### GIVEN PROBLEM
Return each line below that contains the string "sunflower", copied in full. Matching is case-sensitive.

== DATASET EXCERPTS

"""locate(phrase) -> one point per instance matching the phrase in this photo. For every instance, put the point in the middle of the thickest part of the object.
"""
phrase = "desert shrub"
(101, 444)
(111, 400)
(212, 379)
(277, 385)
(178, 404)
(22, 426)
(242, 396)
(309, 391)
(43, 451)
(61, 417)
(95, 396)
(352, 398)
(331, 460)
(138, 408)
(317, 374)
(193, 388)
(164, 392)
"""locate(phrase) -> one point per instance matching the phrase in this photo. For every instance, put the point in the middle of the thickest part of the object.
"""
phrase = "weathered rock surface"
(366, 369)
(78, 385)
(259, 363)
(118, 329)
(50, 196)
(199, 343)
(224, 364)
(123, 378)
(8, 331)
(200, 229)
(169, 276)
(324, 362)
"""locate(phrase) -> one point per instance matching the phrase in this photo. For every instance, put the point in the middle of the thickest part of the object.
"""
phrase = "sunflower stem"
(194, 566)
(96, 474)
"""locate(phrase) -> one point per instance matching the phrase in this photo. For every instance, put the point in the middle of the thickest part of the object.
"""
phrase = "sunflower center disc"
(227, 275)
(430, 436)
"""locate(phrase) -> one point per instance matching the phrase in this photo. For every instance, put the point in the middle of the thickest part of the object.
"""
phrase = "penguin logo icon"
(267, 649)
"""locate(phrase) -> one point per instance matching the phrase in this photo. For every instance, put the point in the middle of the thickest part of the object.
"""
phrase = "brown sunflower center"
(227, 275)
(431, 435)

====

### FINISHED TASK
phrase = "sunflower stem"
phrase = "sunflower center disc"
phrase = "brown sunflower center"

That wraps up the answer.